> **INFORMATION SHOWN**
-.-.-

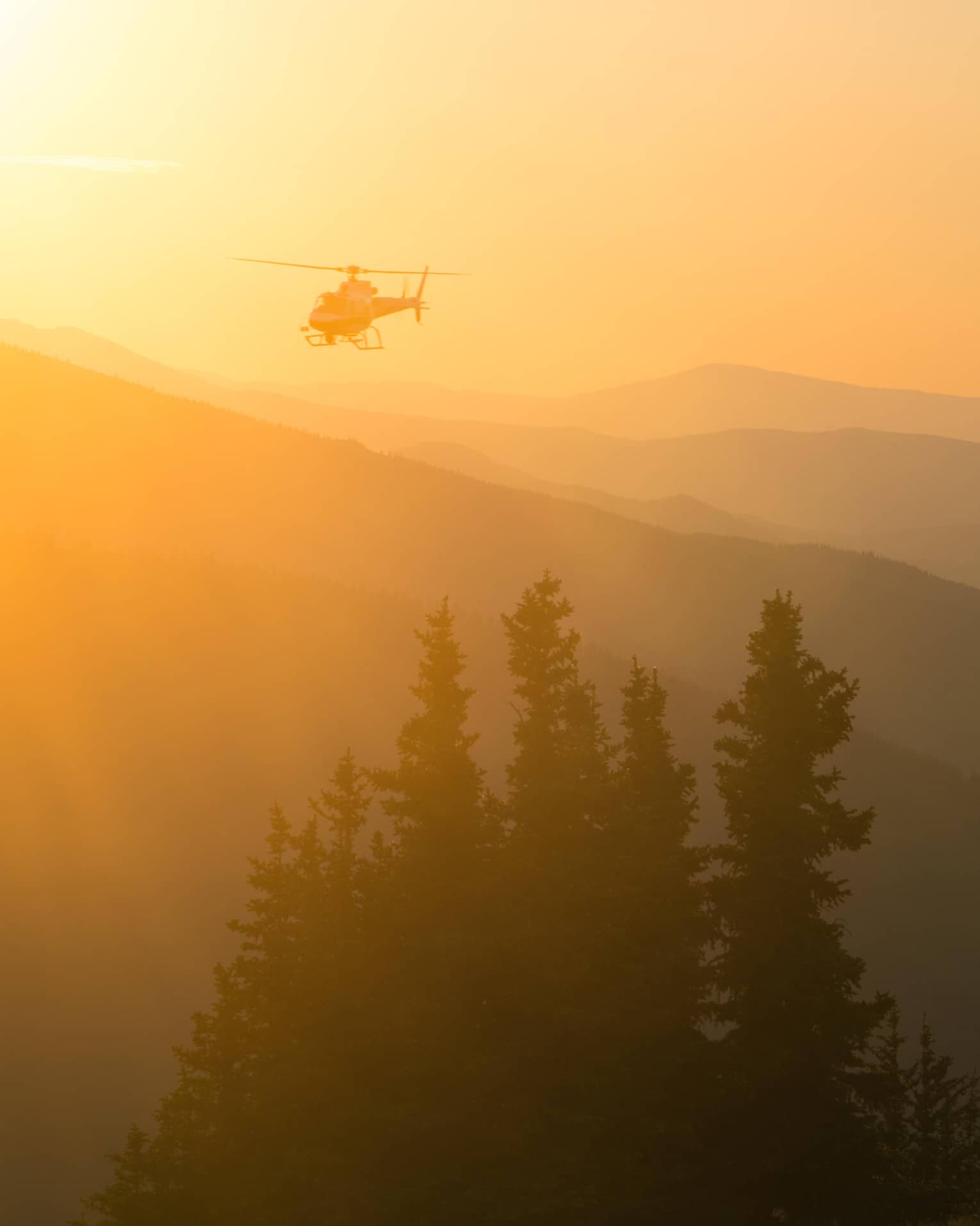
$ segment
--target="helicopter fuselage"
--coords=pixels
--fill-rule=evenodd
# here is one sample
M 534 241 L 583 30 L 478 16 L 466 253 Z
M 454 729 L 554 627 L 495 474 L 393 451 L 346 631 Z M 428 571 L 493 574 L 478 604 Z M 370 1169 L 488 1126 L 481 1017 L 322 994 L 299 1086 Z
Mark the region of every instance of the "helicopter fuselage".
M 421 306 L 420 298 L 379 298 L 369 281 L 352 277 L 334 291 L 317 297 L 310 327 L 325 336 L 356 336 L 383 315 Z

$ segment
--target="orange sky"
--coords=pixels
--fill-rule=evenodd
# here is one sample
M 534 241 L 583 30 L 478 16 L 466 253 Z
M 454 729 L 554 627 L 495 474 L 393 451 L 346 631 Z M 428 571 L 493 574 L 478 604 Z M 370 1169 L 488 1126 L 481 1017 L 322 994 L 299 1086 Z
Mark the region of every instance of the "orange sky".
M 0 161 L 0 316 L 246 379 L 978 395 L 978 63 L 976 0 L 0 0 L 0 159 L 124 159 Z M 317 352 L 336 278 L 228 255 L 473 276 Z

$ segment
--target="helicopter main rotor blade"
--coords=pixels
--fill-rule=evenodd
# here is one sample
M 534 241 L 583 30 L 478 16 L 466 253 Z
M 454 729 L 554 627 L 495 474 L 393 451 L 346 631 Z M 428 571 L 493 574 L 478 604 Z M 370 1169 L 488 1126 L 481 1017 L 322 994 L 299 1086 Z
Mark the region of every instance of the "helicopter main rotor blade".
M 342 270 L 347 272 L 347 268 Z M 428 272 L 430 277 L 466 277 L 466 272 L 435 272 L 432 268 L 358 268 L 358 272 L 379 272 L 385 276 L 397 276 L 397 277 L 420 277 L 424 272 Z
M 232 260 L 238 260 L 240 264 L 274 264 L 281 268 L 315 268 L 317 272 L 345 272 L 348 276 L 356 277 L 359 272 L 376 272 L 382 276 L 394 276 L 394 277 L 418 277 L 424 271 L 423 268 L 361 268 L 359 264 L 293 264 L 292 260 L 255 260 L 247 255 L 233 255 L 229 256 Z M 466 272 L 429 272 L 430 277 L 466 277 Z
M 238 260 L 239 264 L 278 264 L 281 268 L 316 268 L 317 272 L 348 272 L 348 268 L 342 268 L 337 264 L 292 264 L 289 260 L 254 260 L 247 255 L 233 255 L 229 256 L 232 260 Z

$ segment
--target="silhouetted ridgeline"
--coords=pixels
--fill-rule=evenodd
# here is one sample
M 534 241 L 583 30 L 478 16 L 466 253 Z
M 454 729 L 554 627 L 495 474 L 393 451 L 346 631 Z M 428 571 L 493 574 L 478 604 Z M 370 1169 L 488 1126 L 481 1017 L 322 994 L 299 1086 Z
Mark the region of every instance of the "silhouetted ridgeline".
M 713 689 L 737 680 L 758 592 L 793 590 L 816 649 L 862 678 L 866 727 L 980 765 L 980 591 L 824 547 L 681 536 L 10 348 L 0 378 L 0 525 L 451 590 L 486 614 L 546 559 L 588 638 Z

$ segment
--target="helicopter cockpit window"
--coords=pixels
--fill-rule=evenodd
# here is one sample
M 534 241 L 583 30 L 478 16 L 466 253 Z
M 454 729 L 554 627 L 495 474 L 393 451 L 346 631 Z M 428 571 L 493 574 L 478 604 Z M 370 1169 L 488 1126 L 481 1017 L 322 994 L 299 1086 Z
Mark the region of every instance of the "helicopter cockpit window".
M 347 314 L 347 303 L 339 294 L 321 294 L 316 299 L 316 305 L 322 310 L 330 311 L 332 315 Z

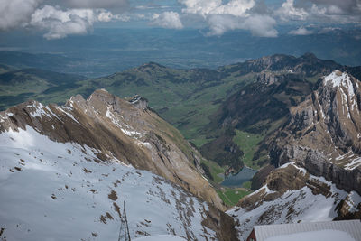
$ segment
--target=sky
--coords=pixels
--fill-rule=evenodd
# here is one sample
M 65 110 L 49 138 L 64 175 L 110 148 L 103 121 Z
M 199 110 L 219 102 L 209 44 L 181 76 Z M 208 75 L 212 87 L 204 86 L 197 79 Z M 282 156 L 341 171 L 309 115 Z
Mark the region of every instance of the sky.
M 245 30 L 264 38 L 361 27 L 361 0 L 0 0 L 0 32 L 26 30 L 46 40 L 98 27 L 199 29 L 205 36 Z

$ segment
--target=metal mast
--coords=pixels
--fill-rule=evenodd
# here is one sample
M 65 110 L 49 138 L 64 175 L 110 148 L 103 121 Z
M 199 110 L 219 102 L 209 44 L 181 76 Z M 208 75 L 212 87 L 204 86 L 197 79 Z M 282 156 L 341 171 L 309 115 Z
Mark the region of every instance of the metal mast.
M 131 241 L 129 235 L 128 220 L 126 219 L 125 200 L 124 201 L 123 217 L 120 218 L 120 230 L 118 241 Z

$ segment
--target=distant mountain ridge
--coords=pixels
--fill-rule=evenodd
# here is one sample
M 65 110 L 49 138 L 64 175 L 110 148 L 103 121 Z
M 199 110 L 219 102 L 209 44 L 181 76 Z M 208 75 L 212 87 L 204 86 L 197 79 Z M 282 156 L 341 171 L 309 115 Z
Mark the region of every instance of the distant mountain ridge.
M 228 211 L 240 236 L 254 225 L 361 217 L 361 82 L 335 70 L 269 137 L 261 187 Z
M 79 230 L 72 236 L 109 238 L 119 228 L 119 207 L 125 198 L 133 207 L 128 213 L 132 236 L 162 232 L 189 240 L 236 238 L 232 218 L 220 210 L 221 199 L 199 170 L 199 154 L 142 97 L 126 101 L 100 89 L 88 99 L 73 97 L 64 106 L 20 104 L 0 112 L 0 190 L 7 193 L 0 199 L 2 206 L 16 209 L 6 197 L 25 191 L 20 184 L 25 181 L 32 183 L 24 186 L 40 199 L 25 194 L 22 201 L 32 210 L 45 207 L 32 211 L 39 219 L 34 223 L 25 212 L 3 209 L 0 219 L 9 238 L 26 235 L 16 224 L 31 230 L 29 240 L 51 237 L 49 231 L 58 227 L 39 228 L 47 223 L 42 217 L 56 215 L 54 209 L 64 213 L 49 223 L 67 222 L 64 231 L 73 223 Z M 63 206 L 69 204 L 79 215 L 69 222 Z M 95 230 L 80 227 L 82 218 Z
M 260 134 L 263 140 L 285 123 L 289 108 L 303 101 L 319 78 L 334 70 L 361 77 L 361 67 L 342 66 L 311 53 L 299 58 L 276 54 L 217 70 L 175 70 L 150 62 L 30 96 L 29 89 L 19 100 L 61 102 L 77 94 L 88 97 L 102 88 L 120 97 L 139 94 L 208 159 L 237 171 L 245 162 L 257 169 L 270 162 L 263 142 L 252 144 L 254 154 L 244 150 L 242 142 L 248 145 L 247 140 L 235 143 L 238 131 Z M 9 99 L 16 104 L 16 96 Z

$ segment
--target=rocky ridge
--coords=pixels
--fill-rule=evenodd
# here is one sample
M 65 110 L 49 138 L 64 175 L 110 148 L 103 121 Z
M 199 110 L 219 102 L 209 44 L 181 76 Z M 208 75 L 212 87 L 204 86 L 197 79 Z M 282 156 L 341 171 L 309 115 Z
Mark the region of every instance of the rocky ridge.
M 73 97 L 61 107 L 30 101 L 0 113 L 2 134 L 28 129 L 55 143 L 93 150 L 93 157 L 86 158 L 89 162 L 131 165 L 170 180 L 210 203 L 202 217 L 218 238 L 235 236 L 232 218 L 219 210 L 224 209 L 219 197 L 197 168 L 199 154 L 144 98 L 126 101 L 101 89 L 88 99 Z
M 271 144 L 275 166 L 295 162 L 338 188 L 361 193 L 361 82 L 335 70 L 291 108 Z
M 335 70 L 268 138 L 262 187 L 228 211 L 240 238 L 254 225 L 359 218 L 361 82 Z

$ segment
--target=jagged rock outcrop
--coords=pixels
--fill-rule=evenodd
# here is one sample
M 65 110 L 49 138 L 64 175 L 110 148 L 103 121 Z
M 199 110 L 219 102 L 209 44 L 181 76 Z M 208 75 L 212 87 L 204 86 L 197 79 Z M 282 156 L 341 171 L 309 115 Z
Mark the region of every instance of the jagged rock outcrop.
M 28 132 L 29 134 L 27 134 Z M 64 153 L 69 155 L 69 157 L 66 157 L 63 162 L 69 162 L 68 159 L 74 159 L 74 154 L 78 152 L 79 153 L 77 153 L 77 154 L 81 155 L 79 162 L 83 162 L 82 159 L 86 160 L 83 163 L 84 166 L 87 166 L 87 162 L 94 163 L 91 164 L 91 169 L 88 166 L 84 167 L 83 171 L 87 177 L 94 175 L 94 178 L 96 178 L 99 174 L 94 165 L 107 166 L 110 170 L 113 168 L 112 171 L 116 171 L 117 166 L 114 163 L 120 164 L 120 166 L 131 165 L 135 168 L 135 171 L 146 170 L 164 177 L 172 183 L 179 185 L 171 183 L 174 187 L 174 191 L 170 190 L 164 193 L 162 187 L 163 182 L 168 181 L 157 180 L 156 177 L 149 184 L 152 188 L 159 190 L 157 195 L 160 195 L 159 197 L 166 205 L 171 205 L 173 199 L 170 197 L 174 197 L 174 209 L 181 217 L 179 219 L 180 222 L 182 222 L 180 228 L 181 230 L 183 230 L 183 227 L 185 228 L 186 237 L 189 240 L 196 238 L 196 232 L 191 230 L 191 222 L 196 219 L 199 220 L 199 218 L 202 220 L 201 228 L 205 228 L 205 234 L 201 236 L 205 240 L 208 237 L 213 236 L 212 238 L 215 238 L 217 236 L 219 240 L 231 241 L 235 240 L 234 238 L 236 236 L 233 219 L 221 211 L 224 209 L 222 201 L 208 181 L 197 170 L 200 159 L 199 154 L 190 146 L 190 144 L 183 139 L 178 130 L 153 112 L 148 107 L 146 100 L 141 97 L 135 97 L 130 101 L 126 101 L 101 89 L 95 91 L 88 99 L 84 99 L 79 95 L 73 97 L 66 105 L 61 107 L 57 105 L 43 106 L 36 101 L 26 102 L 0 113 L 0 134 L 7 136 L 9 133 L 11 134 L 10 136 L 17 136 L 16 133 L 19 133 L 19 136 L 27 138 L 22 141 L 20 140 L 21 136 L 16 137 L 16 140 L 14 139 L 15 137 L 10 137 L 10 140 L 20 142 L 19 144 L 23 142 L 32 146 L 33 144 L 36 146 L 32 135 L 44 136 L 42 138 L 45 139 L 49 137 L 50 140 L 47 143 L 60 144 L 59 145 L 63 144 L 64 145 L 73 144 L 74 146 L 69 147 L 68 151 L 59 151 L 61 153 L 61 156 L 58 156 L 60 159 L 54 161 L 53 166 L 57 165 L 57 162 L 61 162 Z M 46 150 L 46 147 L 42 146 L 42 144 L 41 143 L 39 143 L 39 145 L 38 149 L 34 149 L 35 151 L 29 151 L 29 155 L 40 155 L 40 157 L 34 156 L 34 162 L 45 158 L 41 156 L 44 151 L 39 150 Z M 79 148 L 81 150 L 79 150 Z M 35 153 L 32 153 L 32 152 Z M 40 152 L 40 153 L 37 152 Z M 13 156 L 14 154 L 18 161 L 17 153 L 11 153 Z M 21 160 L 23 160 L 23 157 L 21 157 Z M 80 165 L 77 162 L 76 158 L 74 160 L 74 164 L 69 163 L 70 166 Z M 50 161 L 52 162 L 53 160 Z M 50 161 L 43 162 L 42 160 L 41 162 L 48 163 Z M 21 162 L 26 162 L 26 160 Z M 34 166 L 31 162 L 20 163 L 23 166 L 30 165 L 30 168 Z M 66 164 L 69 163 L 64 162 L 64 165 Z M 11 174 L 18 170 L 21 171 L 22 168 L 16 167 L 8 170 L 4 171 L 10 171 Z M 135 178 L 134 181 L 132 181 L 132 179 L 129 181 L 132 181 L 132 185 L 136 187 L 137 175 L 148 176 L 148 174 L 143 174 L 146 171 L 138 171 L 138 173 L 135 171 L 128 171 L 128 172 L 126 172 L 126 170 L 122 171 L 124 172 L 122 172 L 124 174 L 123 179 L 122 177 L 113 177 L 116 181 L 114 183 L 109 183 L 108 186 L 114 185 L 114 188 L 116 188 L 124 181 L 127 181 L 128 175 L 133 175 Z M 72 177 L 72 171 L 75 171 L 65 170 L 65 171 L 69 172 L 69 177 Z M 117 173 L 116 171 L 114 173 Z M 101 177 L 97 176 L 96 179 L 98 178 L 99 180 L 96 183 L 100 183 L 104 178 L 108 176 L 109 173 L 104 173 Z M 94 181 L 94 178 L 91 180 Z M 116 178 L 119 180 L 116 181 Z M 93 181 L 89 181 L 83 177 L 84 183 L 81 184 L 81 189 L 84 187 L 90 189 L 93 186 L 93 184 L 90 185 Z M 103 182 L 103 184 L 106 184 L 106 182 Z M 180 189 L 180 186 L 185 190 Z M 177 194 L 178 190 L 181 195 Z M 90 191 L 94 194 L 100 192 L 100 190 L 94 189 L 90 189 Z M 134 190 L 134 191 L 137 190 Z M 126 196 L 132 197 L 132 194 L 128 192 L 129 190 L 127 190 Z M 137 192 L 138 194 L 141 195 Z M 147 192 L 147 195 L 149 196 L 147 202 L 149 202 L 155 193 L 153 193 L 151 190 Z M 200 199 L 199 203 L 206 200 L 208 204 L 201 204 L 199 208 L 194 208 L 195 206 L 192 206 L 195 201 L 193 195 Z M 56 195 L 51 196 L 51 199 L 55 200 Z M 109 194 L 109 199 L 113 200 L 117 198 L 116 195 Z M 187 203 L 190 206 L 184 208 L 188 205 Z M 105 217 L 105 223 L 106 223 L 106 218 L 112 219 L 112 218 L 109 218 L 112 215 L 106 214 Z M 192 217 L 195 217 L 196 219 Z M 10 224 L 7 223 L 7 225 Z M 151 227 L 151 224 L 148 223 L 145 226 Z M 206 227 L 208 229 L 206 229 Z M 171 224 L 168 229 L 170 233 L 177 230 Z
M 356 191 L 338 189 L 289 162 L 273 171 L 262 188 L 227 213 L 237 224 L 240 240 L 245 240 L 255 225 L 357 218 L 360 208 Z
M 78 95 L 63 107 L 30 101 L 2 112 L 0 131 L 30 125 L 54 141 L 95 148 L 104 161 L 114 156 L 149 170 L 223 209 L 217 193 L 193 165 L 199 154 L 146 105 L 139 97 L 128 102 L 106 90 L 95 91 L 87 100 Z
M 333 71 L 290 110 L 271 144 L 272 162 L 294 162 L 338 188 L 361 193 L 361 82 Z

-.-.-

> **YOUR OBJECTIVE**
Output as a numbered list the lines from the start of the records through the line that contains "M 421 306 L", both ends included. Omit blank lines and leave the pictures out.

> **RESULT**
1. $ segment
2. --target="helicopter fuselage"
3. --coords=pixels
4. --fill-rule=evenodd
5. # here is one sample
6. M 534 241 L 583 30 L 478 16 L 466 253 Z
7. M 454 729 L 554 627 L 495 474 L 393 451 L 346 631 Z M 428 571 L 493 574 L 478 604 Z M 370 1169 L 488 1126 L 481 1017 L 322 994 L 299 1086 Z
8. Mark the region of every instance of the "helicopter fuselage".
9. M 421 306 L 420 298 L 379 298 L 369 281 L 352 277 L 334 291 L 317 297 L 310 327 L 325 336 L 356 336 L 383 315 Z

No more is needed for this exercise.